Texte source:
·····

1. La SARL Akita, qui exploite deux restaurants de cuisine japonaise dans le deuxième arrondissement de Paris, a fait l'objet d'une vérification de comptabilité portant sur l'exercice 2013 avec un droit de contrôle sur l'année 2012 et sur les exercices 2014 et 2015. Par une première proposition de rectification du 22 décembre 2016, l'administration a écarté sa comptabilité établie au titre de l'année 2013 et remis en cause les imputations d'un déficit d'impôt sur les sociétés et d'un crédit de taxe sur la valeur ajoutée reportés de l'année 2012 et imputés sur l'année 2013. Par une seconde proposition de rectification portant sur les années 2014 et 2015, l'administration a écarté sa comptabilité et reconstitué ses recettes et résultats taxables. Par la présente requête, la société Akita relève régulièrement appel du jugement par lequel le tribunal administratif de Paris, après avoir constaté qu'il n'y avait plus lieu à statuer à hauteur du dégrèvement de 347 705 euros prononcé en cours d'instance et accordé une décharge partielle des redressements mis à sa charge, n'a pas fait droit à sa demande tendant à la décharge de l'intégralité des rehaussements prononcés.

Sur l'étendue du litige :

2. Il résulte de l'instruction que, s'agissant des compléments d'impôt sur les sociétés et de taxe sur la valeur ajoutée mis à la charge de la société Akita au titre des années 2014 et 2015, le directeur régional des finances publiques d'Ile-de-France et de Paris a prononcé un premier dégrèvement d'un montant total, en droits et pénalités, de 347 705 euros postérieurement à l'introduction de la requête de la société Akita devant le tribunal administratif de Paris, puis un second dégrèvement à hauteur de la somme totale de 73 325 euros en exécution du jugement rendu le 15 juillet 2021. Il n'y a ainsi plus lieu de statuer sur les conclusions de la requête dans cette mesure.

Sur la recevabilité de la requête :

3. Si la société Akita demande à la Cour de prononcer la décharge, en droits et pénalités, des impositions supplémentaires mises à sa charge au titre des années 2013 à 2015, elle doit être regardée comme demandant la réduction de ces impositions en tant qu'elles se rapportent aux rehaussements contestés. Par suite, la fin de non-recevoir opposée en défense et tirée de l'irrecevabilité des conclusions de la requête en tant que ces impositions portent sur un rappel de la taxe sur la valeur ajoutée de 2014 à hauteur de 4 953 euros et sur le rehaussement imposable à l'impôt sur les sociétés, notifié au titre de l'année 2014 à hauteur de 36 548 euros, en l'absence de moyen dirigé contre ces rectifications, doit être écartée.

·····

Enregistrements fournis:
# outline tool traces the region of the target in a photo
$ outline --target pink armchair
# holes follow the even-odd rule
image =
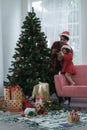
[[[64,75],[55,75],[56,93],[59,97],[87,97],[87,65],[75,65],[76,75],[72,78],[75,85],[69,85]]]

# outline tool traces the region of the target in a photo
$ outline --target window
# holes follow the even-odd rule
[[[29,5],[30,3],[41,20],[42,31],[47,36],[48,47],[58,40],[61,32],[70,31],[69,44],[74,50],[74,63],[79,64],[81,62],[79,54],[80,0],[29,0]]]

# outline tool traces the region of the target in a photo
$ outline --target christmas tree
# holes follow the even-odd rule
[[[41,22],[32,8],[21,27],[5,86],[17,84],[22,87],[25,95],[31,96],[34,85],[39,81],[48,82],[52,92],[51,50],[47,46],[46,38],[44,32],[41,32]]]

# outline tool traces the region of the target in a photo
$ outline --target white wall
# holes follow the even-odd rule
[[[87,64],[87,0],[81,0],[81,49],[82,63]]]

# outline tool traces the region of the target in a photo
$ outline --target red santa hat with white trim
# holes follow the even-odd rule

·····

Consigne A:
Recopiez fidèlement, dans le texte source, le passage allant de « 3. Si la société » jusqu'à « doit être écartée. ».
Consigne B:
Reproduisez toutes les lignes des enregistrements ci-dessus, sans en omettre aucune, en augmentant de 114 chaque coordonnée des polygones. N'incluez pas les images dans votre réponse.

Réponse attendue A:
3. Si la société Akita demande à la Cour de prononcer la décharge, en droits et pénalités, des impositions supplémentaires mises à sa charge au titre des années 2013 à 2015, elle doit être regardée comme demandant la réduction de ces impositions en tant qu'elles se rapportent aux rehaussements contestés. Par suite, la fin de non-recevoir opposée en défense et tirée de l'irrecevabilité des conclusions de la requête en tant que ces impositions portent sur un rappel de la taxe sur la valeur ajoutée de 2014 à hauteur de 4 953 euros et sur le rehaussement imposable à l'impôt sur les sociétés, notifié au titre de l'année 2014 à hauteur de 36 548 euros, en l'absence de moyen dirigé contre ces rectifications, doit être écartée.

Réponse attendue B:
# outline tool traces the region of the target in a photo
$ outline --target pink armchair
# holes follow the even-odd rule
image =
[[[178,189],[169,189],[170,207],[173,211],[201,211],[201,179],[189,179],[190,189],[186,192],[189,199],[183,199]]]

# outline tool traces the region of the target in a photo
$ outline --target window
# holes follow the even-odd rule
[[[143,119],[144,117],[155,134],[156,145],[161,150],[162,161],[172,154],[175,146],[184,145],[183,158],[188,164],[188,177],[193,178],[195,176],[193,168],[194,114],[143,114]]]

# outline tool traces the region of the target in a photo
$ outline --target christmas tree
# holes follow the even-odd rule
[[[155,136],[146,122],[135,141],[119,200],[131,198],[136,201],[139,209],[145,210],[148,199],[153,195],[162,196],[166,206],[165,164],[161,160],[160,152],[158,146],[155,146]]]

# outline tool traces the region of the target in a photo
$ outline --target white wall
# holes follow the even-odd rule
[[[201,178],[201,114],[195,114],[195,163],[196,177]]]

# outline tool traces the region of the target in a photo
$ outline --target red santa hat with white trim
# holes follow the even-odd rule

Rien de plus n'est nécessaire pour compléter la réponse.